§ **Exercise goal**:
Could you rewrite the book review from "Go Directly to Jail: The" to "on HIPPA violations.", inclusive, swapping "legislators" for "lawmakers"?

§ **Document passage**:
+===+
Go Directly to Jail: The Criminalization of Almost Everything
© 2004 ed. Gene Healy
What good are laws so numerous they cannot be known, or so opaque they cannot be understood? James Madison knew enough to ask that question. Modern legislators and regulators do not. In Go Directly to Jail, Gene Healy collects several pieces criticizing the eye-opening expansion of federal crimes in the last quarter of the 20th century, and the deleterious effects of this expansion on American governance and society alike. The articles are abbreviated versions of longer policy papers, and while they’re detailed reading they’re not necessarily dry – the most challenging of them is the piece on HIPPA violations.
+===+
§ **Listed records**:
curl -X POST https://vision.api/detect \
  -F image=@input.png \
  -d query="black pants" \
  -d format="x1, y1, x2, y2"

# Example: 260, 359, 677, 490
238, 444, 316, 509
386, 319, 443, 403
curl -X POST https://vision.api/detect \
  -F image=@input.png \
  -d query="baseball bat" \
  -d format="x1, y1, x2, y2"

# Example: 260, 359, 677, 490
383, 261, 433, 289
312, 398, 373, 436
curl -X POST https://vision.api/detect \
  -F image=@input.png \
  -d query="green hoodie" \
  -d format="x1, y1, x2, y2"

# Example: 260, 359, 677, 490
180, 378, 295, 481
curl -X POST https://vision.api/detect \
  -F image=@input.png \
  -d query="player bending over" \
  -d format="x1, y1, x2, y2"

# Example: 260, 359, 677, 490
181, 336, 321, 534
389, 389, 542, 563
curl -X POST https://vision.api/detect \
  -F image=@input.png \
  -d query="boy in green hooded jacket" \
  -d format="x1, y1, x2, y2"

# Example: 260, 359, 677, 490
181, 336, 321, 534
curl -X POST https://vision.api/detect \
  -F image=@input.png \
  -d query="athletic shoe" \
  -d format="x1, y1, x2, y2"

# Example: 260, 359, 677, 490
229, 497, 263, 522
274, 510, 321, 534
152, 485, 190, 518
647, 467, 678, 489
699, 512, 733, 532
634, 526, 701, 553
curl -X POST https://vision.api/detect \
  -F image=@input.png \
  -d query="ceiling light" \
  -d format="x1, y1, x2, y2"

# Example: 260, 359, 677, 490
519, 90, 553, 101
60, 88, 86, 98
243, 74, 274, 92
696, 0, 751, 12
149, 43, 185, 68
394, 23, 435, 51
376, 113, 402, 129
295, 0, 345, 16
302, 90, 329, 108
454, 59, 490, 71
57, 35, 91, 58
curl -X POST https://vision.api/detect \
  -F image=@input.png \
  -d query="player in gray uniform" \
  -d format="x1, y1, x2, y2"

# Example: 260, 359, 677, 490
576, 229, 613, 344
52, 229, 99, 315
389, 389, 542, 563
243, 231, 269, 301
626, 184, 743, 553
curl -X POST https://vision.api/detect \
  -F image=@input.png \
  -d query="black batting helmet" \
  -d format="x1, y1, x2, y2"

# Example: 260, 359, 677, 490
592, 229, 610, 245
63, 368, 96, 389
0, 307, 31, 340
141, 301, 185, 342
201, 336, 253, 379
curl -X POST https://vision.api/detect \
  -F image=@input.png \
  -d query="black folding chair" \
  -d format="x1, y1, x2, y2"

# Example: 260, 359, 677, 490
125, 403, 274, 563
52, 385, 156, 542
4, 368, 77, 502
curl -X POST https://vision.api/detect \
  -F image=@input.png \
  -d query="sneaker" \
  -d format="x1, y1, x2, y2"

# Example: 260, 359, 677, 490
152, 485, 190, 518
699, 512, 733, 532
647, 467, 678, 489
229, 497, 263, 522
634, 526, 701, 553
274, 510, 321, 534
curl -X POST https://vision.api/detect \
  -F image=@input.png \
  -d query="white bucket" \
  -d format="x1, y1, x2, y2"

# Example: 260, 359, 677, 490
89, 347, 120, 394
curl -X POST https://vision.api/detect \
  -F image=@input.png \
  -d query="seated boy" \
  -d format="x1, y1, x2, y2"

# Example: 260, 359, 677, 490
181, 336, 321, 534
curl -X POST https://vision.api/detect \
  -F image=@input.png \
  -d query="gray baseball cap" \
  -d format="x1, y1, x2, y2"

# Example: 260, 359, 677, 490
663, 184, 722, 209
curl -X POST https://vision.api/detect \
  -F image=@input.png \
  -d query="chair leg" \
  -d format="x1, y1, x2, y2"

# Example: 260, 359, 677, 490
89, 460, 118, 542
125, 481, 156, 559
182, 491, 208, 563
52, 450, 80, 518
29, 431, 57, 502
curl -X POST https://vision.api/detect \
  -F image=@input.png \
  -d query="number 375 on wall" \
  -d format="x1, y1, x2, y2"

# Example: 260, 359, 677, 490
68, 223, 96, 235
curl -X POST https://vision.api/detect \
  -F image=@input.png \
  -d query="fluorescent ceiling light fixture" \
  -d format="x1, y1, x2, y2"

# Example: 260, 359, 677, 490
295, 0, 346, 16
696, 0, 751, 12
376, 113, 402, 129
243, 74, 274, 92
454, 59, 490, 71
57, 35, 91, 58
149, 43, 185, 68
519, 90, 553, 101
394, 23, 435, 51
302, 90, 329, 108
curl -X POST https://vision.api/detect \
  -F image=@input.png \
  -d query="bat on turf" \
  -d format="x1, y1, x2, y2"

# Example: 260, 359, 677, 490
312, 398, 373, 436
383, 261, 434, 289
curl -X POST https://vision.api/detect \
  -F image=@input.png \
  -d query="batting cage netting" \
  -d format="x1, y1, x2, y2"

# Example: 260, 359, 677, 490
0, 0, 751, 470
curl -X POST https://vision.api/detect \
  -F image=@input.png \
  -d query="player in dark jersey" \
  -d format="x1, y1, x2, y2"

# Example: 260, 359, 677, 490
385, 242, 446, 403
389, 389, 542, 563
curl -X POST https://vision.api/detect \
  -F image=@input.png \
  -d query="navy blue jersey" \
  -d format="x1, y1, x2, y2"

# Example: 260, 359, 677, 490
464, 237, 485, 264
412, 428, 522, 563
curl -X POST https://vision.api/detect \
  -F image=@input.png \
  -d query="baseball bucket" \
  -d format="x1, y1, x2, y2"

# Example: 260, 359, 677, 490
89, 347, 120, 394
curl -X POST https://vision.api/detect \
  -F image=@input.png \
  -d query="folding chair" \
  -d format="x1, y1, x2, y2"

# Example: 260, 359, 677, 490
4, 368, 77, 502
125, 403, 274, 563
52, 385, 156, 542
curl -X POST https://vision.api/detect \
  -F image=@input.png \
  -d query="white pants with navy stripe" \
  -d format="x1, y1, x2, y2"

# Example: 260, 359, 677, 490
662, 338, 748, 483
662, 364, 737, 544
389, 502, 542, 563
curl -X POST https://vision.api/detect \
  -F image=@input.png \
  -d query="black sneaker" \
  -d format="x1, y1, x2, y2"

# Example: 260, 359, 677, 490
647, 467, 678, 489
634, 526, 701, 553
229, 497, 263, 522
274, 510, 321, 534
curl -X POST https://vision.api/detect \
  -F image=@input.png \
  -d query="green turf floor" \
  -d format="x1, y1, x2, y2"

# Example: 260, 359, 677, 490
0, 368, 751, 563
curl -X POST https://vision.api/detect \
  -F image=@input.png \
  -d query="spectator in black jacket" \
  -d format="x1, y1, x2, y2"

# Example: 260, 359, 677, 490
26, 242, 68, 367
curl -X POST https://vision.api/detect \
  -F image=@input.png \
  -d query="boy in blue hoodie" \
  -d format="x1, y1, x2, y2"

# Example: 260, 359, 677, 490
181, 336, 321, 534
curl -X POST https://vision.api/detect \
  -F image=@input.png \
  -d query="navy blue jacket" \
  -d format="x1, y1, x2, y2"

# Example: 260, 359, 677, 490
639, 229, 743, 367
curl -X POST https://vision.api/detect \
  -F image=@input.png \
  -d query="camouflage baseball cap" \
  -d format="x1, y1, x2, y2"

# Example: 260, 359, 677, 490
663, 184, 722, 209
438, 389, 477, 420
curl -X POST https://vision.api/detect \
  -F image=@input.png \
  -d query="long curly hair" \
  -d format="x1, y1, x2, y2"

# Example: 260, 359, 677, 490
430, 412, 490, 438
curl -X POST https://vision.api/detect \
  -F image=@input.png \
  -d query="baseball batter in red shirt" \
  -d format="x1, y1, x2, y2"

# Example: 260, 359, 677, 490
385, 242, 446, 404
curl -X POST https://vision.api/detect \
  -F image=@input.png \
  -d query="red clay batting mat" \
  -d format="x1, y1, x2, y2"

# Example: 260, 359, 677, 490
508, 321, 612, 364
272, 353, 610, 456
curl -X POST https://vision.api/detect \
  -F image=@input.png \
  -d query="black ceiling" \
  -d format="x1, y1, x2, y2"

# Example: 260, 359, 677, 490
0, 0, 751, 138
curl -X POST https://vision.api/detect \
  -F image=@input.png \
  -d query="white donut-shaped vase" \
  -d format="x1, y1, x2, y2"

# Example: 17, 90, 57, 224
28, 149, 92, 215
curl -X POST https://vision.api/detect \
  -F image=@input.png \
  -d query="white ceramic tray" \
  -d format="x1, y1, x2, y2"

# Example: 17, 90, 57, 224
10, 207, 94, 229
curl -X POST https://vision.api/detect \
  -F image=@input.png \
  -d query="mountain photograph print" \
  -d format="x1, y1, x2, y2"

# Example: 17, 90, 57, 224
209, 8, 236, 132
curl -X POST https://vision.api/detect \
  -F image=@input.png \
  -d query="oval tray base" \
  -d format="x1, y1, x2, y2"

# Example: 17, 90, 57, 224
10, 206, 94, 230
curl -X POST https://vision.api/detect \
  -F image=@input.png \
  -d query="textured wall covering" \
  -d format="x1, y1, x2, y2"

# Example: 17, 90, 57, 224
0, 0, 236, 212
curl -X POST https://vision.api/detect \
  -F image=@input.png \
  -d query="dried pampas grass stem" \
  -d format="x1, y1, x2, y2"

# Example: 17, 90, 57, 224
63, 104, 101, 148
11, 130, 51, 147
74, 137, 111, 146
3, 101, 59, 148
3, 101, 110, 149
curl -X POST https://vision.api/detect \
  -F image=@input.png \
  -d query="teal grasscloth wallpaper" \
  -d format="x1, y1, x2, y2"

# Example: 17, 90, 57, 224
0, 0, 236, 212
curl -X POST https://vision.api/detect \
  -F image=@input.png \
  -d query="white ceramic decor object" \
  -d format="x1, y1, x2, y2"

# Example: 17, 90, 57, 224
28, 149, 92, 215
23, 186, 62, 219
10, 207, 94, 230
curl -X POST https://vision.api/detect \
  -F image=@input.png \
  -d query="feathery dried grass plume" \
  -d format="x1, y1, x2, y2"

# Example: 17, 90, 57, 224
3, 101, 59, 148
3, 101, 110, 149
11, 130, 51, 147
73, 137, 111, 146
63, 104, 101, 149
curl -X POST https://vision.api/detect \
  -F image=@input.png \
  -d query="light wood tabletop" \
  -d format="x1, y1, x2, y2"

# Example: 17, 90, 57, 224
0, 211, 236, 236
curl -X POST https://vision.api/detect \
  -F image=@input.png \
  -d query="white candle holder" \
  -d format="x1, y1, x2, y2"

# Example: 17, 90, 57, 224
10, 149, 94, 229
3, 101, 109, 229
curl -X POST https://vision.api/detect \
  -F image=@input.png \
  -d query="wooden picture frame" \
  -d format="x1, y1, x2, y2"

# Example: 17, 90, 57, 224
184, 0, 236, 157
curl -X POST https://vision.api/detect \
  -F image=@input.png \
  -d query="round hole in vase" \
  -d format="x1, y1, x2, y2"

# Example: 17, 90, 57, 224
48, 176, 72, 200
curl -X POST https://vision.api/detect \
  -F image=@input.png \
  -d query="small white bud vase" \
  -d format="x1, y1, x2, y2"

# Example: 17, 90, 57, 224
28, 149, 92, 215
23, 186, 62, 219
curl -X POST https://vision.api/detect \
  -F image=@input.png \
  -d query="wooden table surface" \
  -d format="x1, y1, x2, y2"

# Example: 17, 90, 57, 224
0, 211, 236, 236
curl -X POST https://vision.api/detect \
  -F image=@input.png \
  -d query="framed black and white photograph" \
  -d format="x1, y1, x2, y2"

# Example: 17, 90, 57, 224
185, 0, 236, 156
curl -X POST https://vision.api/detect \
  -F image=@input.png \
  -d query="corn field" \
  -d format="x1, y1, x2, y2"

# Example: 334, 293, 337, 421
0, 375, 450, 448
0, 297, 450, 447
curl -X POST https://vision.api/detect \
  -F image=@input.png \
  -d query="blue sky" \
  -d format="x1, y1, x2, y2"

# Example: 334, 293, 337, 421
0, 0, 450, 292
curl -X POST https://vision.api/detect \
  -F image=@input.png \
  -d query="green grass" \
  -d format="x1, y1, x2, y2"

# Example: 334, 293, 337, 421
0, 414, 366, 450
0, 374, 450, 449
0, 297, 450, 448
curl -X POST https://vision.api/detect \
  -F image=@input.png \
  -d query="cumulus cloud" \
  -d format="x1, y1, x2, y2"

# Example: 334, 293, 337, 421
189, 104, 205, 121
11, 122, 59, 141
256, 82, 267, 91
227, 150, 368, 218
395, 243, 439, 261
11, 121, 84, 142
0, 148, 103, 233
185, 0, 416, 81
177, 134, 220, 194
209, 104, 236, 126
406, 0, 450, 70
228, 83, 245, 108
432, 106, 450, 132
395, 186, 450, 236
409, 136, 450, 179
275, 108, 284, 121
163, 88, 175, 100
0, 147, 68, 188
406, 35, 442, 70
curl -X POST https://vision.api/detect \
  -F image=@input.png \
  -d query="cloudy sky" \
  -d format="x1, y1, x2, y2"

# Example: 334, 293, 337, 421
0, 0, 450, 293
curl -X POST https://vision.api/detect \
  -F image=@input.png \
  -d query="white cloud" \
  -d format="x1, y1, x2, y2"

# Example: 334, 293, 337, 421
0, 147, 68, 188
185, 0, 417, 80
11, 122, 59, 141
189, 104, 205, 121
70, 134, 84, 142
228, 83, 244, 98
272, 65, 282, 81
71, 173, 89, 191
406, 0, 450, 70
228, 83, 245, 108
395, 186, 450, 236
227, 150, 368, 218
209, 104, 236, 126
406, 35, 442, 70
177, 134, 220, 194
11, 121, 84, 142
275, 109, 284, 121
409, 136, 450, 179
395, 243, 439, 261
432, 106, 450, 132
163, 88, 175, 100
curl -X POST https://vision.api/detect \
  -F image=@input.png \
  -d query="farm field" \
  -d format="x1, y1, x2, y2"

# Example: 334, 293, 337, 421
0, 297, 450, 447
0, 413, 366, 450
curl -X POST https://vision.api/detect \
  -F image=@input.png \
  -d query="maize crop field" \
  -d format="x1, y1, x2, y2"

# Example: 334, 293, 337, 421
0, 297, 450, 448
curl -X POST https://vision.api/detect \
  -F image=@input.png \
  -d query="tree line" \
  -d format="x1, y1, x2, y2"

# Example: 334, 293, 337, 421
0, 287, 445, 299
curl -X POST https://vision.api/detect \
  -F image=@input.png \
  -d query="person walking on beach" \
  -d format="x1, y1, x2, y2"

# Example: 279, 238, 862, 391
+===+
§ **Answer below**:
Go Directly to Jail: The Criminalization of Almost Everything
© 2004 ed. Gene Healy
What good are laws so numerous they cannot be known, or so opaque they cannot be understood? James Madison knew enough to ask that question. Modern lawmakers and regulators do not. In Go Directly to Jail, Gene Healy collects several pieces criticizing the eye-opening expansion of federal crimes in the last quarter of the 20th century, and the deleterious effects of this expansion on American governance and society alike. The articles are abbreviated versions of longer policy papers, and while they’re detailed reading they’re not necessarily dry – the most challenging of them is the piece on HIPPA violations.